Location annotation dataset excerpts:
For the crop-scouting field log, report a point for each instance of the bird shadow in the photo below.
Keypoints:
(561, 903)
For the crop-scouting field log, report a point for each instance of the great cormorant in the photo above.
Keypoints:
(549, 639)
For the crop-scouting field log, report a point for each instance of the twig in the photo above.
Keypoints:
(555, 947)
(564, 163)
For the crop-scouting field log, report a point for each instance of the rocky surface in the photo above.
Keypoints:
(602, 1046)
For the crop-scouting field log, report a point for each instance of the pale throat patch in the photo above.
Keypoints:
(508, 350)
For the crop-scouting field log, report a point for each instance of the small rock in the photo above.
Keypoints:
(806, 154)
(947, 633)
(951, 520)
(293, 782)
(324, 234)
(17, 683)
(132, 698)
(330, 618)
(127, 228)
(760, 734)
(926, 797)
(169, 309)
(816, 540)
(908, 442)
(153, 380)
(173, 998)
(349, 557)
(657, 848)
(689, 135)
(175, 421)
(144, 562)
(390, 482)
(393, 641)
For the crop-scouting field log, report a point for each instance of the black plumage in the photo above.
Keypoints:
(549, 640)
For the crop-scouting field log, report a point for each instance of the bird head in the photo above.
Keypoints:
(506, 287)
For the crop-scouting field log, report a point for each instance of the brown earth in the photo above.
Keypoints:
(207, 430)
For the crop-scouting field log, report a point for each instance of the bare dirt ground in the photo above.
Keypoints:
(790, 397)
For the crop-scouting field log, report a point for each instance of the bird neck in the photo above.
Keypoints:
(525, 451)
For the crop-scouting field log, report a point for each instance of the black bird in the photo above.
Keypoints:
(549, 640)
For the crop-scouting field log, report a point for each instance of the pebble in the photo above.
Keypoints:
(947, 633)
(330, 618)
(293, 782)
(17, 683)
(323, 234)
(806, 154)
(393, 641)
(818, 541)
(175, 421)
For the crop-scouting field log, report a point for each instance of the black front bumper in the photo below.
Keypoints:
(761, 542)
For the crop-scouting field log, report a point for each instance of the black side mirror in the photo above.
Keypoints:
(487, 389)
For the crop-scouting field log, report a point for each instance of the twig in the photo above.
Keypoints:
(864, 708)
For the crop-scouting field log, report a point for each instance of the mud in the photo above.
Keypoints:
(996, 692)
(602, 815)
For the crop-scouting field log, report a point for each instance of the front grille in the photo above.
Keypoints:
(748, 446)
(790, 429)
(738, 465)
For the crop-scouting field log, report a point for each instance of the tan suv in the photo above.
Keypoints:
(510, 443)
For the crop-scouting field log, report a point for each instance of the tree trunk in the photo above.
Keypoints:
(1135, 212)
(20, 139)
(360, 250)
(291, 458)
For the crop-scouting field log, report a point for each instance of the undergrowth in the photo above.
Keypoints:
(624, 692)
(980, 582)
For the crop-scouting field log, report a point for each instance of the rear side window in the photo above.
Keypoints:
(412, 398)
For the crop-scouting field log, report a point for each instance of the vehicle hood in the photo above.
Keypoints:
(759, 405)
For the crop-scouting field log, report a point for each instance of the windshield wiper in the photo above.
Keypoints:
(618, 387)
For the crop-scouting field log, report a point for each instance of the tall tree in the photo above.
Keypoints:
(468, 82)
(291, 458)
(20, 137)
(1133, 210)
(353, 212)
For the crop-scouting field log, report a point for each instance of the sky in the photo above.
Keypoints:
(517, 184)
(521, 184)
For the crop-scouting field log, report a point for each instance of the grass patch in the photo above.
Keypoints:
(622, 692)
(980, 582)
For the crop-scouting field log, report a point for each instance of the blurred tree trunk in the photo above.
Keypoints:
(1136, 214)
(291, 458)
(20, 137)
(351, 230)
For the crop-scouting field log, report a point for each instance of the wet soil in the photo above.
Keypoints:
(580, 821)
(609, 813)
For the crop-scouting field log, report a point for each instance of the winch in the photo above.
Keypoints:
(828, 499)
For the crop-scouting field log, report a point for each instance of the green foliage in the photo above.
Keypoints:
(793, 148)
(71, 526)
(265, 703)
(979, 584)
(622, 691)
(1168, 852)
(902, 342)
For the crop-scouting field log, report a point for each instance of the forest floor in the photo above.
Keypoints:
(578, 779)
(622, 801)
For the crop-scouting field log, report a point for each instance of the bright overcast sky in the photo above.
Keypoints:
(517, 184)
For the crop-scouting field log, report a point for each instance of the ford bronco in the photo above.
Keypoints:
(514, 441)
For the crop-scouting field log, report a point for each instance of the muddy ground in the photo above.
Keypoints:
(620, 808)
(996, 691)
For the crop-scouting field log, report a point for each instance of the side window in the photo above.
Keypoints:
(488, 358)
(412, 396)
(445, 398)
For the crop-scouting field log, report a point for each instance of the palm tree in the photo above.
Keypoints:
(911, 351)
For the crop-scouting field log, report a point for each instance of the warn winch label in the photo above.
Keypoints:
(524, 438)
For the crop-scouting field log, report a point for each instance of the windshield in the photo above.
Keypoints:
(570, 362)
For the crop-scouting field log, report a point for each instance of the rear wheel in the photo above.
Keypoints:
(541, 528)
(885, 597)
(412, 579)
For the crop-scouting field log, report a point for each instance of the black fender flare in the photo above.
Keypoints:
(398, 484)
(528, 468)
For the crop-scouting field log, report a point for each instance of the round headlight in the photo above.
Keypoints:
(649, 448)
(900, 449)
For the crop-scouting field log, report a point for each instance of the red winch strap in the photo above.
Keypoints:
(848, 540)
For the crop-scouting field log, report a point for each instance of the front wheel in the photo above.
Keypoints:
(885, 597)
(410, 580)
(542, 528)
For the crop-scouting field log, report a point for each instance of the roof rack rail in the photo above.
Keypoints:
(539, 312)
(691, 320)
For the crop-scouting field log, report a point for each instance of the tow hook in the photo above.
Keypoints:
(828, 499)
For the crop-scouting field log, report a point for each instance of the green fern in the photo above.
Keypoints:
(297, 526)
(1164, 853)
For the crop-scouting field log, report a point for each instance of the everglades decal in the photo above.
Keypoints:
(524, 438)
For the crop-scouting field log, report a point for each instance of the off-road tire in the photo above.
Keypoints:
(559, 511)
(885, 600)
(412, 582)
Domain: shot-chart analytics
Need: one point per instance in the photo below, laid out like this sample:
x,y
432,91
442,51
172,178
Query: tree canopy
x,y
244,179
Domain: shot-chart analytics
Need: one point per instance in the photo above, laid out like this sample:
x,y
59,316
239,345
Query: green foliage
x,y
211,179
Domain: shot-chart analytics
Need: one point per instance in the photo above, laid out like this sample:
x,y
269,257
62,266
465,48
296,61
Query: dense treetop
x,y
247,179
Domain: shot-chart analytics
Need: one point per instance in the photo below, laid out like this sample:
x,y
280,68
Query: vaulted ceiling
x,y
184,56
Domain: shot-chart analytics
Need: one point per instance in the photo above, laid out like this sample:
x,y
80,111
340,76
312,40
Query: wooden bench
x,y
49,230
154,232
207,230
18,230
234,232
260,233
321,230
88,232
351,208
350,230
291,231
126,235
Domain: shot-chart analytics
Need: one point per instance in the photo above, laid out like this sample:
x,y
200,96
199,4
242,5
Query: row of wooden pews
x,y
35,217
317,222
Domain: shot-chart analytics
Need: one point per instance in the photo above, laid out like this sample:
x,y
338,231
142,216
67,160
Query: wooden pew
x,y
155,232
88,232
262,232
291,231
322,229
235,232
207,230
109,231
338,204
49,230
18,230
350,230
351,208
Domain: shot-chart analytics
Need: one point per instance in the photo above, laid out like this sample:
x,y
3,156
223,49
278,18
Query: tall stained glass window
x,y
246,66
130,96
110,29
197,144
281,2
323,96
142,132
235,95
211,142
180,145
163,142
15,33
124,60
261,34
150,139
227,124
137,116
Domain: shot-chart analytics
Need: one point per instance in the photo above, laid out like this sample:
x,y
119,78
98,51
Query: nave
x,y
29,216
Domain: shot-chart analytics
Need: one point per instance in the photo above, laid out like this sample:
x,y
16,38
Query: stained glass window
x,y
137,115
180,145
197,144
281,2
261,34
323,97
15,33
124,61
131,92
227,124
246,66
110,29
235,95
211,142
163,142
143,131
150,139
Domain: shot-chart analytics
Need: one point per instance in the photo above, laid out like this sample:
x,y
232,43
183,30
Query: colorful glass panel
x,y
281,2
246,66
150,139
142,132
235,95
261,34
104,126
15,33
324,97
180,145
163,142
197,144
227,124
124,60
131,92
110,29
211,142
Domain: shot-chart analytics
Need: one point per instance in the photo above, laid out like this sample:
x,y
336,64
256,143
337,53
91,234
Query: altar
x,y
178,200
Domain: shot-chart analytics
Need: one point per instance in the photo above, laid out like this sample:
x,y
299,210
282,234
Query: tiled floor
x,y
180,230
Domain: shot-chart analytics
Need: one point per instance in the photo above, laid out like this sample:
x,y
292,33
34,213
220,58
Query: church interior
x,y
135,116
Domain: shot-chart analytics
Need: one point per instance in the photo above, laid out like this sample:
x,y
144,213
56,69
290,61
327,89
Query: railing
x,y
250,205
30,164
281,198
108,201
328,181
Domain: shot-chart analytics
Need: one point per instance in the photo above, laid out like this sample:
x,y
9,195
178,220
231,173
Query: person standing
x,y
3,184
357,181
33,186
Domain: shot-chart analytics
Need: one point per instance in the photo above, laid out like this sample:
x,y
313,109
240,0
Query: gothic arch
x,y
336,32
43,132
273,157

| EXERCISE |
Return every line of the material above that contains the word "winch".

| CORRECT OUTPUT |
For the crop-scouting field log, report a point for each instance of the winch in the photo above.
For the crop-scouting field log, report a point for each instance of the warn winch label in the photo above.
For the crop-scouting field log, report a point for each instance of the red winch strap in the photo above.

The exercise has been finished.